Provided records >>
• • • •

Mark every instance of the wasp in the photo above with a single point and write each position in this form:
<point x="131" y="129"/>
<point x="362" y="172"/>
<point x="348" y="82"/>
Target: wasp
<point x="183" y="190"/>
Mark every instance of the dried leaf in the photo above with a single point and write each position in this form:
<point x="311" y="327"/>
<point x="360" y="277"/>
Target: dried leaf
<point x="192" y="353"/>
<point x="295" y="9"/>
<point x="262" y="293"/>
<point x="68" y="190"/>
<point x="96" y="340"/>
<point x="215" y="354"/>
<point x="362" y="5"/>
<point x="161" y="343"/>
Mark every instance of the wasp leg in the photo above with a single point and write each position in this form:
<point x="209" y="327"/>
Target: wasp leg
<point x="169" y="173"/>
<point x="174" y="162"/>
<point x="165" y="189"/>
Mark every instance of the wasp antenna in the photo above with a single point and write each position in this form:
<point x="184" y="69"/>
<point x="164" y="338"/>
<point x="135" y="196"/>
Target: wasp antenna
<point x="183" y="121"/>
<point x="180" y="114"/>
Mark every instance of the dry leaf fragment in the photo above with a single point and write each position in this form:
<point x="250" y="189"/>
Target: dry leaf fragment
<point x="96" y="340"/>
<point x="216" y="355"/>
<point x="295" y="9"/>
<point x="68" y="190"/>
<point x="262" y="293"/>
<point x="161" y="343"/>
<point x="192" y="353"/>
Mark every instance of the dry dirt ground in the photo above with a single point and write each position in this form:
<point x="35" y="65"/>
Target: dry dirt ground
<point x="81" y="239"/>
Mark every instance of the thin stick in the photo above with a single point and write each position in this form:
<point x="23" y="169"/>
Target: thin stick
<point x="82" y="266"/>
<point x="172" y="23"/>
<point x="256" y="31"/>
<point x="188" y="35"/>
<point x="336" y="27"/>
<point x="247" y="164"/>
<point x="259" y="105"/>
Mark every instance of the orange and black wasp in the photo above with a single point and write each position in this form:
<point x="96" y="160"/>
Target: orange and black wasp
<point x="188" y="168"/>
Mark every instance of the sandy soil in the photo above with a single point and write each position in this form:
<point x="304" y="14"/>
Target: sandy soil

• • • •

Work instruction >>
Pick out and copy the lines of the entries that hold the string "above".

Reply >>
Mark every instance of the wasp in the photo above with a single point and write each position in this form:
Mark every instance of the dried leaf in the photo above with a single point and write each position in this form:
Mark every instance of the wasp leg in the photo above with a single point and write each position in this form:
Mark every instance of the wasp antenna in the photo above with a single point and write each position in this form:
Mark every instance of the dry leaf fragment in the photo above with a single point and write each position in this form:
Mark every instance of the dry dirt ground in the photo above with a single point and write each position in this form:
Mark every instance of the thin stick in the photo above with a single point and write each position in this form:
Mark every instance of the orange and black wasp in the photo above with a single point and write each position in this form:
Mark every instance of the sandy soil in the photo above with a single point and write each position in this form:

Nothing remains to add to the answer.